==== Excerpted data ====
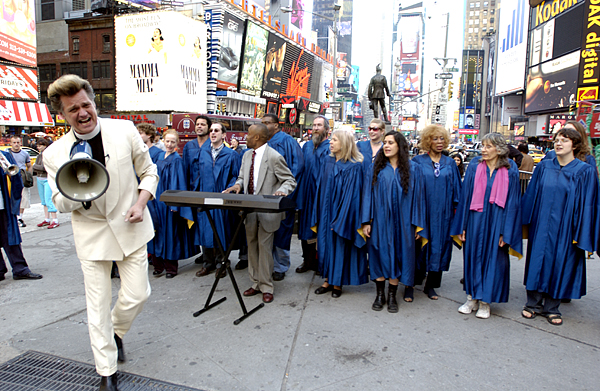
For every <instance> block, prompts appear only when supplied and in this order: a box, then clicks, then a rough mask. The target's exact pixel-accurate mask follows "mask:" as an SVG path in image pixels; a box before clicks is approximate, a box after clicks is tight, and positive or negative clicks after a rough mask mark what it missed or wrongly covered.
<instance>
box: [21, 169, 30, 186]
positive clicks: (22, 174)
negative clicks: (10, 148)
mask: <svg viewBox="0 0 600 391" xmlns="http://www.w3.org/2000/svg"><path fill="white" fill-rule="evenodd" d="M21 180H22V181H23V187H33V174H32V173H30V172H29V171H27V170H23V169H21Z"/></svg>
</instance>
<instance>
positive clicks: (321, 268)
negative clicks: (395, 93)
mask: <svg viewBox="0 0 600 391" xmlns="http://www.w3.org/2000/svg"><path fill="white" fill-rule="evenodd" d="M329 146H330V148H329V149H330V151H331V154H330V155H329V157H328V158H327V160H325V167H324V168H323V172H322V174H321V178H320V181H319V185H318V188H317V197H318V199H317V202H316V203H315V210H314V212H313V218H312V222H313V227H314V229H315V230H316V232H317V251H318V255H319V272H320V275H321V276H322V277H324V278H325V282H324V283H323V285H322V286H320V287H319V288H317V289H316V290H315V293H316V294H317V295H321V294H323V293H326V292H330V291H331V296H332V297H334V298H338V297H340V296H341V295H342V286H343V285H360V284H365V283H367V282H368V280H369V277H368V275H367V262H366V254H365V244H366V242H365V239H364V238H363V237H362V235H361V234H362V231H361V232H360V233H359V229H360V227H361V221H360V220H361V216H360V206H361V198H362V197H361V195H362V185H363V169H362V164H361V163H362V155H361V154H360V152H358V148H356V144H355V143H354V135H353V134H352V133H350V132H348V131H345V130H336V131H335V132H333V134H332V135H331V140H330V143H329Z"/></svg>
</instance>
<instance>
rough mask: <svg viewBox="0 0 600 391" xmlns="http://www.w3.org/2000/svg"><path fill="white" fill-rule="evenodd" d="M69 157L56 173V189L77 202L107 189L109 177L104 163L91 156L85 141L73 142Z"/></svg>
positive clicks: (65, 195)
mask: <svg viewBox="0 0 600 391" xmlns="http://www.w3.org/2000/svg"><path fill="white" fill-rule="evenodd" d="M69 159H70V160H69V161H68V162H66V163H65V164H63V165H62V166H61V167H60V168H59V169H58V172H57V173H56V186H57V187H58V191H60V193H61V194H62V195H63V196H65V197H66V198H68V199H70V200H72V201H77V202H89V201H94V200H95V199H97V198H100V197H101V196H102V195H103V194H104V193H105V192H106V189H108V184H109V183H110V177H109V176H108V171H106V168H105V167H104V165H103V164H102V163H100V162H99V161H97V160H94V159H93V158H92V148H91V147H90V145H89V144H88V143H87V141H84V140H80V141H78V142H76V143H75V144H73V147H72V148H71V153H70V155H69Z"/></svg>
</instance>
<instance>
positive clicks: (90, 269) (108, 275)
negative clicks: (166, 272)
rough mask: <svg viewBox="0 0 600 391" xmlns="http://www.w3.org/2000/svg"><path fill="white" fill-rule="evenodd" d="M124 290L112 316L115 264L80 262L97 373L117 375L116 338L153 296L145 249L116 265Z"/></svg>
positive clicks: (116, 353)
mask: <svg viewBox="0 0 600 391" xmlns="http://www.w3.org/2000/svg"><path fill="white" fill-rule="evenodd" d="M117 266H118V267H119V274H120V276H121V289H119V294H118V297H117V301H116V303H115V306H114V308H113V309H112V312H111V310H110V306H111V302H112V283H111V279H110V271H111V268H112V261H89V260H81V270H82V271H83V280H84V282H85V299H86V304H87V315H88V329H89V333H90V342H91V345H92V351H93V352H94V361H95V362H96V371H97V372H98V374H99V375H100V376H110V375H112V374H113V373H115V372H116V371H117V345H116V342H115V338H114V334H117V335H118V336H119V337H121V338H123V336H125V334H126V333H127V331H129V328H130V327H131V324H132V323H133V320H134V319H135V317H136V316H137V315H138V314H139V313H140V312H141V311H142V308H143V307H144V303H145V302H146V300H148V297H149V296H150V282H149V281H148V260H147V252H146V245H144V246H143V247H141V248H140V249H138V250H136V251H134V252H133V253H132V254H131V255H130V256H128V257H125V258H124V259H123V260H122V261H118V262H117Z"/></svg>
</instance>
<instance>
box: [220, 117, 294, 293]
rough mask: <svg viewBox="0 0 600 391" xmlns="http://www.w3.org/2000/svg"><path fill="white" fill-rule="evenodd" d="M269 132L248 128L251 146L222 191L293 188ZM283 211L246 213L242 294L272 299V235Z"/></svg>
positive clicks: (279, 222) (279, 190)
mask: <svg viewBox="0 0 600 391" xmlns="http://www.w3.org/2000/svg"><path fill="white" fill-rule="evenodd" d="M269 137H270V132H269V130H268V129H267V127H266V126H265V125H264V124H262V123H261V124H255V125H252V126H250V129H248V136H247V137H246V142H247V144H248V148H251V150H250V151H249V152H248V153H245V154H244V156H243V157H242V166H241V168H240V174H239V177H238V179H237V181H236V182H235V185H233V186H232V187H229V188H227V189H225V190H224V191H223V192H224V193H231V192H234V193H236V194H239V193H240V192H241V191H242V190H243V191H244V193H245V194H251V195H258V194H261V195H275V196H283V197H285V196H287V195H289V194H291V193H292V191H294V189H295V188H296V180H295V179H294V175H292V172H291V171H290V169H289V168H288V167H287V164H286V163H285V159H284V158H283V156H281V155H280V154H279V152H277V151H275V150H274V149H273V148H271V147H269V146H268V144H267V141H268V140H269ZM284 218H285V213H249V214H248V215H247V216H246V223H245V225H246V240H247V242H248V272H249V274H250V280H251V281H252V286H251V287H250V288H249V289H247V290H245V291H244V296H254V295H257V294H259V293H262V299H263V302H264V303H271V302H272V301H273V239H274V236H275V231H277V229H278V228H279V225H280V222H281V221H282V220H283V219H284Z"/></svg>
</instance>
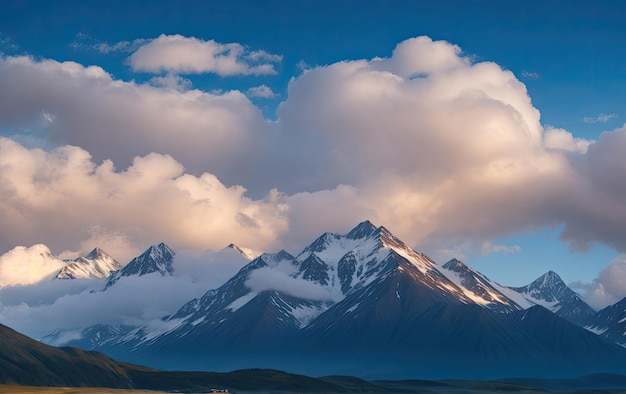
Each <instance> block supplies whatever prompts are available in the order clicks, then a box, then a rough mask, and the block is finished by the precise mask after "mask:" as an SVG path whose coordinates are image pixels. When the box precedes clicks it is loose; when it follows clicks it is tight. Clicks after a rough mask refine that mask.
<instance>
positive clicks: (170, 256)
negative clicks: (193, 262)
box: [105, 243, 176, 288]
mask: <svg viewBox="0 0 626 394" xmlns="http://www.w3.org/2000/svg"><path fill="white" fill-rule="evenodd" d="M175 255H176V253H175V252H174V251H173V250H172V249H170V248H169V246H167V245H166V244H164V243H160V244H158V245H152V246H150V247H149V248H148V249H147V250H146V251H145V252H143V253H142V254H141V255H139V256H137V257H135V258H134V259H132V260H131V261H130V262H129V263H128V264H126V266H125V267H124V268H122V269H121V270H119V271H117V272H115V273H114V274H113V275H111V276H110V277H109V279H108V280H107V284H106V287H105V288H108V287H110V286H112V285H114V284H115V283H116V282H117V281H118V280H120V278H122V277H125V276H142V275H147V274H151V273H154V272H158V273H160V274H161V276H165V275H172V272H174V267H173V266H172V263H173V262H174V256H175Z"/></svg>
====
= What the task asks =
Could the data above be returned in full, exactly, with every image left out?

= Solution to the problem =
For every <instance> block, prompts appear only when supplied and in this order: a box, then clicks, then a rough mask. The target's exact pixel-accurate mask follows "mask:" as an SVG path in image pixels; a box before clicks is approximate, a box after clicks is tight, and positive or negative clicks after a rough mask mark what it missed or wrongly covered.
<instance>
box: [21, 169, 30, 186]
positive clicks: (22, 174)
negative clicks: (10, 148)
mask: <svg viewBox="0 0 600 391" xmlns="http://www.w3.org/2000/svg"><path fill="white" fill-rule="evenodd" d="M21 180H22V181H23V187H33V174H32V173H30V172H29V171H27V170H23V169H21Z"/></svg>
</instance>
<instance>
positive clicks: (321, 268)
negative clicks: (395, 93)
mask: <svg viewBox="0 0 600 391" xmlns="http://www.w3.org/2000/svg"><path fill="white" fill-rule="evenodd" d="M329 146H330V148H329V149H330V151H331V154H330V155H329V157H328V158H327V160H325V167H324V168H323V172H322V174H321V178H320V181H319V185H318V188H317V197H318V199H317V202H316V203H315V210H314V212H313V218H312V222H313V227H314V229H315V230H316V232H317V251H318V255H319V272H320V275H321V276H322V277H324V278H325V282H324V283H323V285H322V286H320V287H319V288H317V289H316V290H315V293H316V294H317V295H321V294H323V293H326V292H330V291H331V296H332V297H334V298H338V297H340V296H341V295H342V286H343V285H360V284H365V283H367V282H368V280H369V277H368V275H367V262H366V254H365V244H366V242H365V239H364V238H363V237H362V235H361V234H362V231H361V232H360V233H359V229H360V227H361V221H360V220H361V216H360V206H361V198H362V197H361V195H362V185H363V169H362V164H361V163H362V155H361V154H360V152H358V148H356V144H355V143H354V135H353V134H352V133H350V132H348V131H345V130H336V131H335V132H333V134H332V135H331V140H330V143H329Z"/></svg>
</instance>
<instance>
rough mask: <svg viewBox="0 0 600 391" xmlns="http://www.w3.org/2000/svg"><path fill="white" fill-rule="evenodd" d="M69 157L56 173V189L77 202L107 189L109 177L104 163L91 156L85 141L73 142Z"/></svg>
positive clicks: (65, 195)
mask: <svg viewBox="0 0 600 391" xmlns="http://www.w3.org/2000/svg"><path fill="white" fill-rule="evenodd" d="M69 159H70V160H69V161H68V162H66V163H65V164H63V165H62V166H61V167H60V168H59V169H58V172H57V173H56V186H57V187H58V191H60V193H61V194H62V195H63V196H65V197H66V198H68V199H70V200H72V201H77V202H89V201H94V200H95V199H97V198H100V197H101V196H102V195H103V194H104V193H105V192H106V189H108V184H109V183H110V177H109V176H108V171H106V168H105V167H104V165H103V164H102V163H100V162H99V161H97V160H94V159H93V158H92V148H91V147H90V145H89V144H88V143H87V141H84V140H80V141H78V142H76V143H75V144H73V147H72V148H71V153H70V155H69Z"/></svg>
</instance>
<instance>
positive clicks: (90, 269) (108, 275)
negative clicks: (166, 272)
rough mask: <svg viewBox="0 0 600 391" xmlns="http://www.w3.org/2000/svg"><path fill="white" fill-rule="evenodd" d="M124 290L112 316L115 264L80 262L97 373L117 375L116 338L153 296L145 249L116 265Z"/></svg>
positive clicks: (116, 353)
mask: <svg viewBox="0 0 600 391" xmlns="http://www.w3.org/2000/svg"><path fill="white" fill-rule="evenodd" d="M117 266H118V267H119V274H120V276H121V289H119V294H118V297H117V301H116V303H115V306H114V308H113V309H112V312H111V310H110V306H111V302H112V283H111V279H110V271H111V268H112V261H89V260H81V270H82V271H83V280H84V282H85V299H86V304H87V315H88V329H89V333H90V342H91V345H92V351H93V352H94V361H95V362H96V371H97V372H98V374H99V375H100V376H110V375H112V374H113V373H115V372H116V371H117V345H116V342H115V338H114V334H117V335H118V336H119V337H121V338H123V336H125V334H126V333H127V331H129V328H130V327H131V324H132V323H133V320H134V319H135V317H136V316H137V315H138V314H139V313H140V312H141V311H142V308H143V307H144V303H145V302H146V300H148V297H149V296H150V282H149V281H148V260H147V252H146V245H144V246H143V247H141V248H140V249H138V250H136V251H134V252H133V253H132V254H131V255H130V256H128V257H125V258H124V259H123V260H122V261H118V262H117Z"/></svg>
</instance>
<instance>
box: [220, 117, 294, 293]
rough mask: <svg viewBox="0 0 600 391" xmlns="http://www.w3.org/2000/svg"><path fill="white" fill-rule="evenodd" d="M269 132L248 128L251 146L222 191L293 188ZM283 211L246 213L242 294L272 299V235Z"/></svg>
positive clicks: (279, 222) (279, 190)
mask: <svg viewBox="0 0 600 391" xmlns="http://www.w3.org/2000/svg"><path fill="white" fill-rule="evenodd" d="M269 137H270V132H269V130H268V129H267V127H266V126H265V125H264V124H262V123H261V124H255V125H252V126H250V129H248V136H247V137H246V142H247V144H248V148H251V150H250V151H249V152H248V153H245V154H244V156H243V157H242V166H241V168H240V174H239V177H238V179H237V181H236V182H235V185H233V186H232V187H229V188H227V189H225V190H224V191H223V192H224V193H231V192H234V193H236V194H239V193H240V192H241V191H242V190H243V191H244V193H245V194H251V195H258V194H261V195H275V196H283V197H285V196H287V195H289V194H291V193H292V191H294V189H295V188H296V180H295V179H294V175H292V172H291V171H290V169H289V168H288V167H287V164H286V163H285V159H284V158H283V156H281V155H280V154H279V152H277V151H275V150H274V149H273V148H271V147H269V146H268V144H267V141H268V140H269ZM284 218H285V213H249V214H248V215H247V216H246V223H245V225H246V240H247V242H248V272H249V274H250V280H251V281H252V286H251V287H250V288H249V289H247V290H245V291H244V296H254V295H257V294H259V293H262V299H263V302H264V303H271V302H272V301H273V239H274V236H275V231H277V229H278V228H279V225H280V222H281V221H282V220H283V219H284Z"/></svg>
</instance>
Each <instance> block supplies whatever prompts are available in the order clicks, then a box, then a rough mask, and the block is finished by the precise mask after "mask:" as an SVG path whose coordinates are image pixels. When the box precedes clicks it is loose; when it follows clicks it is tight. Clicks after a rough mask refine that mask.
<instance>
positive clicks: (170, 256)
negative clicks: (193, 262)
box: [105, 243, 176, 288]
mask: <svg viewBox="0 0 626 394" xmlns="http://www.w3.org/2000/svg"><path fill="white" fill-rule="evenodd" d="M175 255H176V253H175V252H174V251H173V250H172V249H170V248H169V246H167V245H166V244H164V243H160V244H158V245H152V246H150V247H149V248H148V249H147V250H146V251H145V252H143V253H142V254H141V255H139V256H137V257H135V258H134V259H132V260H131V261H130V262H129V263H128V264H126V266H125V267H124V268H122V269H121V270H119V271H117V272H115V273H114V274H113V275H111V276H110V277H109V279H108V280H107V284H106V287H105V288H108V287H110V286H112V285H114V284H115V283H116V282H117V281H118V280H120V278H122V277H125V276H142V275H147V274H151V273H154V272H158V273H160V274H161V276H165V275H172V272H174V267H173V266H172V263H173V262H174V256H175Z"/></svg>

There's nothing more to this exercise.